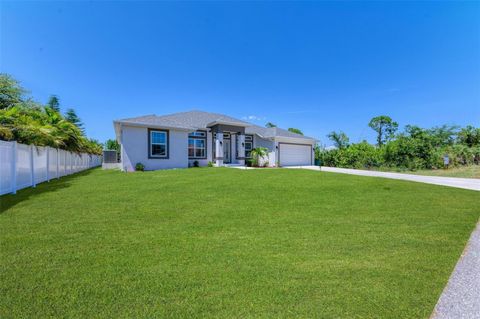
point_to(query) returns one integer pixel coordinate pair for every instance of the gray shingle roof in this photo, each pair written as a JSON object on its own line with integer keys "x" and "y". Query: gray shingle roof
{"x": 193, "y": 120}
{"x": 187, "y": 120}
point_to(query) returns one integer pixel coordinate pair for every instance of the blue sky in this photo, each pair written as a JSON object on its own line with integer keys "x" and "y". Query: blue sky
{"x": 318, "y": 66}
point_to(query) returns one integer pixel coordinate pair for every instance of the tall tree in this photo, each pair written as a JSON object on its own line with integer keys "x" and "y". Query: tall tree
{"x": 469, "y": 136}
{"x": 72, "y": 117}
{"x": 339, "y": 139}
{"x": 295, "y": 130}
{"x": 112, "y": 144}
{"x": 385, "y": 128}
{"x": 11, "y": 92}
{"x": 54, "y": 103}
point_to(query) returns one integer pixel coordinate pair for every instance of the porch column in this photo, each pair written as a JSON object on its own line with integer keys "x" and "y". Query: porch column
{"x": 219, "y": 149}
{"x": 241, "y": 148}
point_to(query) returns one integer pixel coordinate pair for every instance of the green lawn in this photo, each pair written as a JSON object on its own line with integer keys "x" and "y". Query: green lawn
{"x": 219, "y": 243}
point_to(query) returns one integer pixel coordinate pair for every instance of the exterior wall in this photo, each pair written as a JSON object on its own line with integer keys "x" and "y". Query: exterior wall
{"x": 270, "y": 145}
{"x": 209, "y": 150}
{"x": 134, "y": 142}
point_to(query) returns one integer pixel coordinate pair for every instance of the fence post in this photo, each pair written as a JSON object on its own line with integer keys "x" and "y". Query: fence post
{"x": 48, "y": 163}
{"x": 58, "y": 164}
{"x": 32, "y": 167}
{"x": 14, "y": 167}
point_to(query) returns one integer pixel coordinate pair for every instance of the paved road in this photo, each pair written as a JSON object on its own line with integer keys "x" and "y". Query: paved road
{"x": 466, "y": 183}
{"x": 461, "y": 298}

· · · · ·

_Your goal_
This exercise needs every entry retyped exactly, with the pictures removed.

_Answer for this exercise_
point_to(query) returns one integer pixel coordinate pair for every instance of the gray shingle roof in this photo, each pair written as a JSON object on its own line with integer keys "x" and "y". Query: gray shingle roof
{"x": 193, "y": 120}
{"x": 187, "y": 120}
point_to(query) returns one integer pixel coordinate pair for every instance of the blue sky in this photo, each pair written as a JSON object on its own line with integer keys "x" and "y". Query: blue sky
{"x": 318, "y": 66}
point_to(query) returns one integer pixel coordinate pair for every instance of the tall tree in this photo, each pair written as a JSON object on its own line with integer keys "x" and "y". Query: tall tree
{"x": 469, "y": 136}
{"x": 72, "y": 117}
{"x": 339, "y": 139}
{"x": 295, "y": 130}
{"x": 112, "y": 144}
{"x": 385, "y": 128}
{"x": 11, "y": 92}
{"x": 54, "y": 103}
point_to(query) returns one integer pixel coordinate pair for every instance of the porch column in this photo, each pair written as a JSON object on its own line with integer keys "x" and "y". Query: porch column
{"x": 219, "y": 149}
{"x": 241, "y": 148}
point_to(query) returns one integer pixel coordinate pair for every instance of the green lawn in this photo, each pair written as a JSON object on its own line with integer keys "x" and "y". Query: green lawn
{"x": 219, "y": 243}
point_to(query) returns one integer pixel coordinate pair for every instance of the exterior wall in this photo, each pair written as a JSON object on its own line with integer keys "x" and "y". Query: exterior wall
{"x": 270, "y": 145}
{"x": 209, "y": 150}
{"x": 134, "y": 142}
point_to(query) returns one integer pixel coordinate pair for every instance of the fence post in this photo, each pair written as a JSON object on its own line with integer keys "x" and "y". Query: fence post
{"x": 48, "y": 163}
{"x": 58, "y": 164}
{"x": 32, "y": 167}
{"x": 14, "y": 167}
point_to(query) returns one integer pixel coordinate pair for every instance of the paved road in this photo, each pair written as a JSON object on its own line with integer keys "x" and "y". Query: paved road
{"x": 466, "y": 183}
{"x": 461, "y": 298}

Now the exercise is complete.